**BRIEF**
Print the listing exactly as it stands, and skip any pictures in it.

**THE RECORDS**
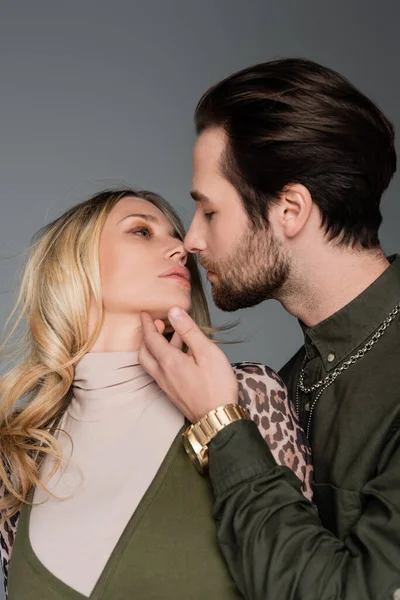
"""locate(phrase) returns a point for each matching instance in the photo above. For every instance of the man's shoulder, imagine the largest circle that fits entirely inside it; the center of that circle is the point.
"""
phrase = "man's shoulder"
(292, 367)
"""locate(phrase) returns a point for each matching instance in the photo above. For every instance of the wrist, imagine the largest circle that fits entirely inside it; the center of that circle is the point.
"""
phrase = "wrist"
(197, 437)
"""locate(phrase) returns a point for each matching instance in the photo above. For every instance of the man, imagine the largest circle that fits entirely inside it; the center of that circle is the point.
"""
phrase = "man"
(290, 166)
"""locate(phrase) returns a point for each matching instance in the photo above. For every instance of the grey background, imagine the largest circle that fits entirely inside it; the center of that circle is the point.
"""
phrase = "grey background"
(95, 94)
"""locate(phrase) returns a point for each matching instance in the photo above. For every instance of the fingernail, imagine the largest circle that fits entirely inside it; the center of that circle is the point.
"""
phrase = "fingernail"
(176, 313)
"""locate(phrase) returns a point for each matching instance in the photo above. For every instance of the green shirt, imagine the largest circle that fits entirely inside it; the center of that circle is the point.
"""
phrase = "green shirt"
(277, 545)
(167, 551)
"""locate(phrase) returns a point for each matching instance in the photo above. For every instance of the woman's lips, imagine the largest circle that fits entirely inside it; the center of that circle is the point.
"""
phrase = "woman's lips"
(179, 279)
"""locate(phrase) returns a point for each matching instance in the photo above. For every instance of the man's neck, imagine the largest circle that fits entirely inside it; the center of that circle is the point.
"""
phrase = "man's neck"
(329, 283)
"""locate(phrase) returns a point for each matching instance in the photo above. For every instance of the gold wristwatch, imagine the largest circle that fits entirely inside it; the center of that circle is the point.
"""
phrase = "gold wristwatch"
(197, 437)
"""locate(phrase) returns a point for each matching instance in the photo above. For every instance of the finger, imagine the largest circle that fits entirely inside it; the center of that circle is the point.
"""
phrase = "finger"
(176, 341)
(156, 343)
(190, 333)
(148, 362)
(160, 325)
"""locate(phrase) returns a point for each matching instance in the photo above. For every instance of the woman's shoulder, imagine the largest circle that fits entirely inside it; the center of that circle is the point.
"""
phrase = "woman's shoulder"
(261, 387)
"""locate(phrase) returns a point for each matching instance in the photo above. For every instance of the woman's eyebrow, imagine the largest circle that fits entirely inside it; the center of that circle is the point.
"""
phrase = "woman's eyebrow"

**EXERCISE ANSWER**
"""locate(phrase) returns a point for each matching instance in the photo above. For every instance of the man's shoulder, imagine the largest circle that fits entirely inside it; the center of that circle is the point.
"""
phrase = "man's shoulder"
(292, 367)
"""locate(phrase) returns a point for each matching instance in the photo above. For every instance of the wrist, imagine the largest circle that fits entirely inside it; the center of that circle is the point.
"""
phrase = "wrist"
(197, 437)
"""locate(phrase) returns a point for each matching instance in the photo above. For every instance of the man, imagine the largest circle that fits entirely inside it; the center of that circle is the point.
"""
phrase = "man"
(290, 166)
"""locate(phrase) returns a point for each matching instance in the photo above. For every instance of the grey background, imagine the largest circle that fits entirely inside it; the center of that circle is the point.
"""
phrase = "grey background"
(95, 94)
"""locate(phrase) returns a point for each matching instance in the photo above. For every instance of the fingernail, imagine the largest circle that fits entirely inside it; the center of that circle is the point.
"""
phrase = "fingernail"
(176, 313)
"""locate(phrase) returns a point for each matching instance in the photo above. For every instance of the green shirt, imagine the largest circle that fits entirely inside it; the center of that circle is the point.
"""
phrase = "green shirt"
(277, 545)
(167, 551)
"""locate(phrase) returns a point for each matching instance in the photo above. For every instance of the woman's lips, imagine the largest circle that fits entirely inside it; the center of that circle is the point.
"""
phrase = "woman's lips"
(179, 279)
"""locate(phrase) returns a point for each matching instance in the photo above. For every instance of the man's neck, imagine the largest circle that fits entirely inside it; the center of that circle is the point.
"""
phrase = "man's neck"
(329, 283)
"""locate(phrase) returns a point for each matching instance in the photo above. For every instance of the gold wristwatch, imagine the largest circle that fits entirely inside it; the center of that circle is the point.
"""
phrase = "gold wristwatch"
(197, 437)
"""locate(phrase) returns a point for each matching instance in the photo above. For every instance of the finger, imagine the largest circle that fits entirely inside it; the center of that circle is the point.
"""
phrase = "finger"
(176, 341)
(156, 343)
(190, 333)
(148, 362)
(160, 325)
"""locate(phrase) returns a point for each matching instance in the photo above. For every instance of the woman's shoulder, imagine the largest circle that fits entirely inside it; the center of that circle is the point.
"""
phrase = "woman's shoulder"
(261, 387)
"""locate(phrase) returns a point for each matching instance in the photo above. For every instance of the woman's eyebrow, imagine the largest circle that fits entirely inside it; the center of that circle is the point.
"""
phrase = "woman's eyebrow"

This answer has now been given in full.